#### Page excerpt:
—————
Tundra: Found where Winters are cold and Summers are short (arctic areas)
Savanna: Found in regions that have a tropical semi-arid climate (above and below the equator)
Tropical Rainforests (Climate and Distinctive Features)
Climate: Hot and wet - humid
Distinctive Features: Hot climate and abundant rainfall allow for rapid plant growth and trees that can reach very high heights
Savannas (Climate and Distinctive Features)
Climate: Hot with wet and dry seasons
Distinctive Features: An open tree canopy (i.e., scattered trees) above a continuous tall grass understory
How humans impact the ecosystems of: Tropical Rainforests
Deforestation:
Exposes soil to erosion
Takes carbon dioxide out of the biosphere and then lithosphere contributing to global warming
Creates ecological islands - separating groups of animals from others
Nutrient cycles are broken
The use of heavy machinery damages shrubs → derives insects of food → disrupts the food chain
How humans impact the ecosystems of: Savanna
Desertification:
Slash and burn of trees → reduces evapotranspiration levels → reduces rainfall levels → reduces water for people who rely on rivers for water
The removal of vegetation → leaf litter can no longer fall into the soil → the nutrient cycle is broken → shrubs no longer replace nutrients or help to maintain a healthy soil structure by adding organic material to the soil
The destruction of the tree canopy → exposes the soil to rain splash erosion + during heavy rainfall the water flows over the surface of the ground in sheets, eroding all the organic material from the upper layers of the soil. On steeper slopes the power of the water picks up and carries soil particles and smaller rocks → it uses these to erode downwards into the soil in a process known as gulley erosion.
—————
#### Given request:
Answer these questions from the biomes excerpt above.
(a) Where is tundra found?
(b) What climate does the excerpt give for savannas?
(c) On steeper slopes, what process does water use to erode downward into the soil?
—————
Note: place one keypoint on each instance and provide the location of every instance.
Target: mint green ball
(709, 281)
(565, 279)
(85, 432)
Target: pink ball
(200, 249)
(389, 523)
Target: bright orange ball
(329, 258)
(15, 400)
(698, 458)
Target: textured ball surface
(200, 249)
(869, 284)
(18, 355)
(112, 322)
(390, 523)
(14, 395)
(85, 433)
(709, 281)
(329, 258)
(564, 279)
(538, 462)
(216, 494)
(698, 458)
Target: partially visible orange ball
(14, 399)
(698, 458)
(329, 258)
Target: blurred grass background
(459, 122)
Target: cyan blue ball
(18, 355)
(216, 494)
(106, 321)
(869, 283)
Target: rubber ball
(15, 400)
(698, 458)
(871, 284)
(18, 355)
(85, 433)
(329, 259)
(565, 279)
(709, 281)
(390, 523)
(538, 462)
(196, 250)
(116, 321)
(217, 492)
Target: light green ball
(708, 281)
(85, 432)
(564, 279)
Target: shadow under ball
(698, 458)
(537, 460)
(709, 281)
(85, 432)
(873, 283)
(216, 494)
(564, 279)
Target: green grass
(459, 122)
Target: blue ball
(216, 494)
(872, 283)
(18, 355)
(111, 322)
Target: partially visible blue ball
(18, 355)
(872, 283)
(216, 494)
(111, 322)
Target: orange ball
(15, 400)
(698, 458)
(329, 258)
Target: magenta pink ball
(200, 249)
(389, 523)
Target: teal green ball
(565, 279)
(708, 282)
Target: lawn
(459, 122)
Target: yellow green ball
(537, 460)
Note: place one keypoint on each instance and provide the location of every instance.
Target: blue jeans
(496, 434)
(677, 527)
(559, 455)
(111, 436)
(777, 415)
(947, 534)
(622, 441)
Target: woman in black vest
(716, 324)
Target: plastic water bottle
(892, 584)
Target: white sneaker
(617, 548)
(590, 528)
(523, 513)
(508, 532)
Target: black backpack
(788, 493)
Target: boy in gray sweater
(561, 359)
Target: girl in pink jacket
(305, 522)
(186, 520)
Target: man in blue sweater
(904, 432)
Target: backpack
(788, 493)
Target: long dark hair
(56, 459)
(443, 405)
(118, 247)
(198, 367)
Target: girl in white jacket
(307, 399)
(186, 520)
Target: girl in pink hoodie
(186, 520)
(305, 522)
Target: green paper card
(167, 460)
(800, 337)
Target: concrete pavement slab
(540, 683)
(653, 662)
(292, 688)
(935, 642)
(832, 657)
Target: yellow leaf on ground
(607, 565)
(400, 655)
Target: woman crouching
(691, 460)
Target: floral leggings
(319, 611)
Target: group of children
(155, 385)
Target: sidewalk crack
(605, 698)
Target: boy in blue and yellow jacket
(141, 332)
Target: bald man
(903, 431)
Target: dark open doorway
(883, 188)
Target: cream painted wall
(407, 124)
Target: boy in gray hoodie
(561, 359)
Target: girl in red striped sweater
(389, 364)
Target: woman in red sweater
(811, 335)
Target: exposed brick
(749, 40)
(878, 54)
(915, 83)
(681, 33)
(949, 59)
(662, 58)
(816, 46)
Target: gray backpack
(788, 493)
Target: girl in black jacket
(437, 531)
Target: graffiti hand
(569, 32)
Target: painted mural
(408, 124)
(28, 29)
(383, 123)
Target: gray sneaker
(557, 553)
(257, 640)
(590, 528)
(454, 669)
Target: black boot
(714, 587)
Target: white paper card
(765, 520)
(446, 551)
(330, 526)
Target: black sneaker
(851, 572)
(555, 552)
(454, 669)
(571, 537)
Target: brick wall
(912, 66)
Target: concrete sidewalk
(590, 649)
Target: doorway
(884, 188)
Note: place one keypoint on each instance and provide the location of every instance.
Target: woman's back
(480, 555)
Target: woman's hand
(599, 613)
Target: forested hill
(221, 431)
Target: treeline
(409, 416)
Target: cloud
—————
#### The answer:
(a) Where winters are cold and summers are short, in arctic areas.
(b) Hot, with wet and dry seasons.
(c) Gulley erosion, in which the water carries soil particles and smaller rocks and uses them to erode downward.